* [What you will do]:
Repeat every line of the material, character for character.

* [Object location annotation data]:

## Begin

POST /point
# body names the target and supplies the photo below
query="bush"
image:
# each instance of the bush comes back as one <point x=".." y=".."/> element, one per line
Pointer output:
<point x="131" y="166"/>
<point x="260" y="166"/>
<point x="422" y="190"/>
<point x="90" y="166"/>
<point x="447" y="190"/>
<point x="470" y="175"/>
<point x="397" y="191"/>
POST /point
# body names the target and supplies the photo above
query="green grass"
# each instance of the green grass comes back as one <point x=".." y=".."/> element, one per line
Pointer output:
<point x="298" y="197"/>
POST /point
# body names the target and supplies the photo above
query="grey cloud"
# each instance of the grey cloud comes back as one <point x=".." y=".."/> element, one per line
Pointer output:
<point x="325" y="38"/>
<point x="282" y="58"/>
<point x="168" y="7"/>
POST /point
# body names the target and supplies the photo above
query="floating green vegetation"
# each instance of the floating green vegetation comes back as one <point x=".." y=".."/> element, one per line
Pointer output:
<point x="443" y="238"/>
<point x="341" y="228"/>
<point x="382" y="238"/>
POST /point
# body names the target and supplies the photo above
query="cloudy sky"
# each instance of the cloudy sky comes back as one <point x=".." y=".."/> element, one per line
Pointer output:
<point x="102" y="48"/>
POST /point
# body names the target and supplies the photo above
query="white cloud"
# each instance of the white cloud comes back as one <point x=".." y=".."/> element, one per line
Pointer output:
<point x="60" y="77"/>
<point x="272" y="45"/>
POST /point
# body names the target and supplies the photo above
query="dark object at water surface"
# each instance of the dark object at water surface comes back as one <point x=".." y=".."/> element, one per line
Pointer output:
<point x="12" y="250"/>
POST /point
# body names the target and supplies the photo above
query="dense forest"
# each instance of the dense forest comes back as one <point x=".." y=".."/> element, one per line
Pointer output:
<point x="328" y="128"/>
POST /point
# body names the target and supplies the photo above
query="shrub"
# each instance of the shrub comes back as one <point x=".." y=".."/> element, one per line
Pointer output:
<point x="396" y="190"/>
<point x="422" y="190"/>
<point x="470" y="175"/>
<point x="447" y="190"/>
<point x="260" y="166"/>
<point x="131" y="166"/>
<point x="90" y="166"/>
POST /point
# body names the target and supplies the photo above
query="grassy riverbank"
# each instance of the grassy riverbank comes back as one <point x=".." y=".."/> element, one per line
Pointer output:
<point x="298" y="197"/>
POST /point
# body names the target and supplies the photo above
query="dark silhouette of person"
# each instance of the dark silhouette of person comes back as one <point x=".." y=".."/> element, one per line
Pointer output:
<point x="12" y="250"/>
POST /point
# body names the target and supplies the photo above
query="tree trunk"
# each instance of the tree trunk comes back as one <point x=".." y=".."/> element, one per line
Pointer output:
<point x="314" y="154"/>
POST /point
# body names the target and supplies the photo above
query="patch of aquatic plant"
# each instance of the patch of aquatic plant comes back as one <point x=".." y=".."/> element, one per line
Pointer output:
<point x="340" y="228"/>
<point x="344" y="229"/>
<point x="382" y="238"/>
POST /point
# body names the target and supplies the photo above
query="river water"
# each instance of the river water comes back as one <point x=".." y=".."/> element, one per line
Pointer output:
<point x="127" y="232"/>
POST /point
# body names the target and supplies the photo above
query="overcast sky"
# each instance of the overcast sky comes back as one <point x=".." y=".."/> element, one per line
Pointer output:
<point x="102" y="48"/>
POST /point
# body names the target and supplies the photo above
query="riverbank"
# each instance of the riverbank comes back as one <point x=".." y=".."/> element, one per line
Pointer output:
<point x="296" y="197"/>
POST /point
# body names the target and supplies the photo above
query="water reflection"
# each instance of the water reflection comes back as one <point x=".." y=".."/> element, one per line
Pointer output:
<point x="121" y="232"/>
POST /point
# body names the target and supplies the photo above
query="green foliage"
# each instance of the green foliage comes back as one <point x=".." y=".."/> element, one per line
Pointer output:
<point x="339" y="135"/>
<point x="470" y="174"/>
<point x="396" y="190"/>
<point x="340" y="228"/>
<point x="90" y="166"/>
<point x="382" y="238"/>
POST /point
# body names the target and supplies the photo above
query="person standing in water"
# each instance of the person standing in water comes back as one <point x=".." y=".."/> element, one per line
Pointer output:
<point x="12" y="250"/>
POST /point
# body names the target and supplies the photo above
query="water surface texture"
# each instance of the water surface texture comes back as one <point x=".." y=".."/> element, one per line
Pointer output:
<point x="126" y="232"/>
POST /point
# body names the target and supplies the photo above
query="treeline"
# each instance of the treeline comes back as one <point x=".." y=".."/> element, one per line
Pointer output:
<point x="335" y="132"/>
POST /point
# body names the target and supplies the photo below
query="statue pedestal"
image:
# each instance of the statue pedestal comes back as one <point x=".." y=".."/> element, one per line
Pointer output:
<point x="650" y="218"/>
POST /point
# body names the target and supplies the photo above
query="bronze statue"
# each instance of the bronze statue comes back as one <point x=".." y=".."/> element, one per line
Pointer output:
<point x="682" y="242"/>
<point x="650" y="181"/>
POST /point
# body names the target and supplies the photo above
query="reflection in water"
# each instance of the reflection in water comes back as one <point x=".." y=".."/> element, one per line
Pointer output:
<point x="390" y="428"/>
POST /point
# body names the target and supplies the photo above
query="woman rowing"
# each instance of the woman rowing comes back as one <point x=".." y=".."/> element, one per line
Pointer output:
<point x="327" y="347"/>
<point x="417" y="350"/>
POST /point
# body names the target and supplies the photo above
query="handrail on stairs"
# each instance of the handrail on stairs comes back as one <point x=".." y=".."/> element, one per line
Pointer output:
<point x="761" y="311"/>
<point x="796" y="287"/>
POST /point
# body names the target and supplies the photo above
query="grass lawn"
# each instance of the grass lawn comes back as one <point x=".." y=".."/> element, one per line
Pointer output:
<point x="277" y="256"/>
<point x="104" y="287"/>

## End

* [Output]:
POST /point
# body names the target and supplies the photo below
query="bush"
image:
# each instance of the bush comes back as one <point x=".." y=".."/> element, one per line
Pointer output:
<point x="131" y="166"/>
<point x="260" y="166"/>
<point x="422" y="190"/>
<point x="90" y="166"/>
<point x="447" y="190"/>
<point x="470" y="175"/>
<point x="397" y="191"/>
POST /point
# body names the target and supplies the photo above
query="green grass"
# each instance of the green grass comes back as one <point x=".." y=".."/> element, one per line
Pointer output:
<point x="298" y="197"/>
POST /point
# body names the target and supplies the photo above
query="grey cloud"
# each instance of the grey cloud comes back as one <point x=".." y=".."/> element, one per line
Pointer output:
<point x="325" y="38"/>
<point x="282" y="58"/>
<point x="168" y="7"/>
POST /point
# body names the target and supplies the photo above
query="floating green vegetation"
# each instance of the floating green vegetation comes back as one <point x=".." y=".."/> element, one per line
Pointer output:
<point x="443" y="238"/>
<point x="341" y="228"/>
<point x="382" y="238"/>
POST /point
# body names the target and supplies the photo above
query="cloudy sky"
# each instance of the cloudy sky comes back as one <point x=".." y=".."/> element, one per line
Pointer output:
<point x="102" y="48"/>
POST /point
# body names the target and supplies the photo above
query="white cloud"
# each instance of the white cloud comes back as one <point x=".." y=".."/> element, one per line
Pointer output:
<point x="60" y="77"/>
<point x="272" y="45"/>
POST /point
# body names the target and supplies the photo above
query="dark object at water surface"
# each instance of the dark object at water surface comes back as one <point x=".." y=".."/> element, one per line
Pointer output:
<point x="12" y="250"/>
POST /point
# body names the target and supplies the photo above
query="dense forest"
# each instance of the dense forest comes back as one <point x=".." y=".."/> element, one per line
Pointer output:
<point x="328" y="128"/>
POST /point
# body names the target and supplies the photo above
query="shrub"
# each instance of the shrub comes back as one <point x=".." y=".."/> element, one per line
Pointer output:
<point x="396" y="190"/>
<point x="422" y="190"/>
<point x="470" y="175"/>
<point x="447" y="190"/>
<point x="260" y="166"/>
<point x="131" y="166"/>
<point x="90" y="166"/>
POST /point
# body names the target and supplies the photo above
query="grassy riverbank"
# each instance of the grassy riverbank comes back as one <point x=".." y=".."/> element, one per line
Pointer output:
<point x="298" y="197"/>
POST /point
# body names the target and supplies the photo above
query="dark silhouette of person"
# each instance of the dark silhouette of person comes back as one <point x=".." y=".."/> element, one per line
Pointer output:
<point x="12" y="250"/>
POST /point
# body names the target and supplies the photo above
query="tree trunk"
# each instance of the tree trunk comes back as one <point x=".." y=".."/> element, one per line
Pointer output:
<point x="314" y="154"/>
POST /point
# body names the target and supplies the photo above
query="patch of aquatic plant"
# each instance of the patch of aquatic plant comes back as one <point x=".." y=".."/> element, one per line
Pointer output:
<point x="340" y="228"/>
<point x="344" y="229"/>
<point x="382" y="238"/>
POST /point
# body names the target and supplies the photo above
query="river water"
# each instance of the river water comes back as one <point x=".." y=".."/> element, one per line
Pointer output:
<point x="127" y="232"/>
POST /point
# body names the target and supplies the photo above
query="overcast sky"
# each instance of the overcast sky comes back as one <point x=".." y=".."/> element, one per line
Pointer output:
<point x="102" y="48"/>
POST /point
# body names the target and supplies the photo above
query="riverbank"
# each instance of the riverbank comes back as one <point x=".." y=".."/> element, one per line
Pointer output:
<point x="296" y="197"/>
POST /point
# body names the target and supplies the photo above
query="water reflection"
# each instance of the water reflection comes back as one <point x=".." y=".."/> element, one per line
Pointer output:
<point x="121" y="232"/>
POST /point
# body names the target and supplies the photo above
query="green foliage"
# each instance of the green foliage comes back as one <point x=".." y=".."/> element, one per line
Pointer output:
<point x="339" y="135"/>
<point x="470" y="174"/>
<point x="396" y="190"/>
<point x="340" y="228"/>
<point x="90" y="166"/>
<point x="382" y="238"/>
POST /point
# body names the target and supplies the photo above
query="person standing in water"
# each instance of the person standing in water comes back as one <point x=".." y=".."/> element, one per line
Pointer output:
<point x="12" y="250"/>
POST /point
# body names the target and supplies the photo above
query="water surface texture"
# each instance of the water surface texture comes back as one <point x=".." y=".."/> element, one per line
Pointer output:
<point x="126" y="232"/>
POST /point
# body names the target and supplies the photo above
query="treeline"
# each instance of the treeline comes back as one <point x=".." y=".."/> element, one per line
Pointer output:
<point x="335" y="132"/>
POST /point
# body names the target and supplies the photo below
query="statue pedestal"
image:
# each instance of the statue pedestal comes back as one <point x=".." y=".."/> element, one per line
Pointer output:
<point x="650" y="218"/>
POST /point
# body names the target and supplies the photo above
query="bronze statue"
# each instance of the bronze statue comes back as one <point x=".." y=".."/> element, one per line
Pointer output:
<point x="682" y="242"/>
<point x="650" y="181"/>
POST /point
# body names the target and supplies the photo above
query="reflection in water"
# each instance of the reflection in water comes back as one <point x=".." y=".."/> element, one per line
Pointer output:
<point x="390" y="428"/>
POST /point
# body names the target and supplies the photo above
query="woman rowing"
# each instance of the woman rowing comes back as one <point x=".." y=".."/> element, one per line
Pointer output:
<point x="327" y="347"/>
<point x="417" y="350"/>
POST /point
# body names the target and supplies the photo above
query="handrail on stairs"
# each instance of the handrail on stairs comes back as one <point x=".." y=".."/> element, one per line
Pointer output:
<point x="761" y="311"/>
<point x="796" y="287"/>
POST /point
# body names the target and supplies the photo above
query="grass lawn"
# each instance of the grass lawn comes back as one <point x=".." y=".."/> element, one per line
Pointer output:
<point x="277" y="256"/>
<point x="104" y="287"/>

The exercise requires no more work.